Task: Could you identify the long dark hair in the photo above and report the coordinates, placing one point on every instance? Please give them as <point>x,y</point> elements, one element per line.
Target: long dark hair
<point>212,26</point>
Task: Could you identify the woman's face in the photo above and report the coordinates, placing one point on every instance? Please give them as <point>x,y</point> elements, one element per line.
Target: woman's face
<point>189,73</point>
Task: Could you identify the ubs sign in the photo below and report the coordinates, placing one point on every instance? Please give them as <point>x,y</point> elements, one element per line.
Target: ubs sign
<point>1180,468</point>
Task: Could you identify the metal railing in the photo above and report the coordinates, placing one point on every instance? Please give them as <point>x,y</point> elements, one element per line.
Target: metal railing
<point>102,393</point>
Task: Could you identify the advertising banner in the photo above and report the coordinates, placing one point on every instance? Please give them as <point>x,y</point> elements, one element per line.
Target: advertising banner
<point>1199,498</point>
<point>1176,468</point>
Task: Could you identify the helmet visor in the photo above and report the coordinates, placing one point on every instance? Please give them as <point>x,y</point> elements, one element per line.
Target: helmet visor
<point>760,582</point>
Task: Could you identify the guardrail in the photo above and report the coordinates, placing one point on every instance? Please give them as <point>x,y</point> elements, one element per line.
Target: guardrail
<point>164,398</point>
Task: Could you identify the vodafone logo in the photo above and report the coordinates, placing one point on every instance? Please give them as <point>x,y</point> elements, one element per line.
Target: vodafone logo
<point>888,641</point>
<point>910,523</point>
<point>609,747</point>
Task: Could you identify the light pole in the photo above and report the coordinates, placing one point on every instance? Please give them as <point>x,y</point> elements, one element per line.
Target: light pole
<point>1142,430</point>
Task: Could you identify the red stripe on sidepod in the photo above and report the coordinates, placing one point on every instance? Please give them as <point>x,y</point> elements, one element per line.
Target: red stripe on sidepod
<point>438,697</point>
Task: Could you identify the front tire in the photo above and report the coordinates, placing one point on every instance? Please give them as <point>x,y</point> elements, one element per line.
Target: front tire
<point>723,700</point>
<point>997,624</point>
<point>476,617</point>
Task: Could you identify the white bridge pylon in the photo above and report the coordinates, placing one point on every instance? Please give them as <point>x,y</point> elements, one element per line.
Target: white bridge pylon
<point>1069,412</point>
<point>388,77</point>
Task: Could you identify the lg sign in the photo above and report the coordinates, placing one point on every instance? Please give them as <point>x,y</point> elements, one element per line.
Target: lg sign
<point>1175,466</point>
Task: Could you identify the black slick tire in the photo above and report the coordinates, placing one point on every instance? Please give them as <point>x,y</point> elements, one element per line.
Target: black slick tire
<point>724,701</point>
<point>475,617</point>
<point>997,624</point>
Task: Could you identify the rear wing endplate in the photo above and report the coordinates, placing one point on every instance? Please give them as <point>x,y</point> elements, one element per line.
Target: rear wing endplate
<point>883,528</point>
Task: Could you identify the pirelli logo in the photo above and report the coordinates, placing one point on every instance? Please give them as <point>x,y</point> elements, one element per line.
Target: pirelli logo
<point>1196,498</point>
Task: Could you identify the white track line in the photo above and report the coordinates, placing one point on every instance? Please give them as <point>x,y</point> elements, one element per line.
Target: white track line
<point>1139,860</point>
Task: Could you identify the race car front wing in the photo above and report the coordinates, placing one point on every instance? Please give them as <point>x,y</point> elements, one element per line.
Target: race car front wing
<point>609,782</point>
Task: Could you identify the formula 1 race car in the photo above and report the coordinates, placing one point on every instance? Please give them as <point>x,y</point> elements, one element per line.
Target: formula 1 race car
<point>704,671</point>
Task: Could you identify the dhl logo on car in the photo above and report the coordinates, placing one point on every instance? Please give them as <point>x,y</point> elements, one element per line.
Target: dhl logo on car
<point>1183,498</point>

▶ Goal of the exercise
Copy every one of the records above word for word.

▶ Task solution
Task: Could you identify the long dark hair in the photo above and report the coordinates, placing one point on every instance? Please give them as <point>x,y</point> elements, one element per line.
Target: long dark hair
<point>212,26</point>
Task: Could you identify the woman's face in the photo above and report the coordinates, placing one point on every instance? Please give them as <point>x,y</point> elements, one element per line.
Target: woman's face
<point>189,73</point>
Task: Could you identify the ubs sign in the photo below and report the coordinates, placing one point on every instance? Please give them as <point>x,y</point> elements, one element per line.
Target: ubs sign
<point>1180,468</point>
Task: Could you identify the metal railing in the photo above and report the coordinates, placing one point on every instance? Please give them as <point>x,y</point> elements, one element per line.
Target: metal railing
<point>102,393</point>
Task: Could you identify the advertising banner in the photo above and report the coordinates, placing one point on every instance? Please give them as <point>x,y</point> elements, one element per line.
Target: advertising banner
<point>1199,498</point>
<point>1176,468</point>
Task: Could you identify the helmet visor in the photo above and report the coordinates, placing one point on every instance? Please give them as <point>x,y</point> elements, one element per line.
Target: helmet visor
<point>760,582</point>
Task: Could you identify the guardrail in the photo above and report the coordinates, placing one point on every instance? Please give them as <point>x,y</point> elements, one element per line.
Target: guardrail
<point>164,398</point>
Task: Could you identify the vodafone logo in the photo above and report the coordinates, placing one point on every instance? Please give them as <point>x,y</point> elements, one element per line.
Target: vodafone logo
<point>888,641</point>
<point>910,523</point>
<point>609,747</point>
Task: Could you identify the light pole in the photo above and report the coordinates, placing one point on every instance? Please give them as <point>x,y</point> elements, one element per line.
Target: light pole
<point>1142,430</point>
Task: Could you identify the red stripe on sidepod in the photo above and report the coordinates, placing one point on every instance? Please give them as <point>x,y</point> elements, one element per line.
Target: red stripe on sidepod
<point>438,697</point>
Task: Could you identify the front tire in the photo above and report the coordinates, placing one point on every instance? Please give them as <point>x,y</point> elements, one element per line.
Target: front tire
<point>723,700</point>
<point>997,624</point>
<point>476,617</point>
Task: Could you identify the white bridge pylon in the photo above and report the coordinates, placing one point on every instance? Please give them as <point>x,y</point> elements, one element per line.
Target: white bridge pylon
<point>1069,412</point>
<point>388,77</point>
Task: Could you identify the lg sign in the photo above and report the coordinates, placing one point on every instance? Please give them as <point>x,y</point> elements, one element per line.
Target: lg sign
<point>1175,466</point>
Task: Could you identify the black slick tire in the photo above and report the coordinates, placing one point on every instance? Please give them as <point>x,y</point> elements, one element per line.
Target: black slick tire
<point>724,701</point>
<point>475,617</point>
<point>997,624</point>
Task: Could you identify the rear wing endplate in the photo above and report the coordinates, placing one point on every instance? Please give them as <point>x,y</point> elements, one element per line.
Target: rear wing endplate
<point>883,528</point>
Task: Could you identify the pirelli logo in the photo above and report the coordinates, placing one point on every instance? Please give them as <point>x,y</point> elements, one element per line.
Target: pirelli logo
<point>1196,498</point>
Task: Could you identify the white track line in the photo above and report the coordinates, placing one point on every instance? Please give them as <point>x,y</point> elements, one element per line.
Target: white track line
<point>1139,860</point>
Task: Could you identify the race car front wing in the photo above and report the coordinates, placing one point on every instance? Please give them as <point>x,y</point> elements, one element per line.
Target: race car front wing
<point>609,782</point>
Task: Could you identify the formula 1 race car in the photo above and report the coordinates, placing one point on every instance? Please give them as <point>x,y</point> elements, one element per line.
Target: formula 1 race car
<point>704,671</point>
Task: Could you identify the dhl logo on car in the photo above and report the coordinates, placing one point on every instance? Please give them as <point>x,y</point> elements, one element per line.
Target: dhl logo on car
<point>1183,498</point>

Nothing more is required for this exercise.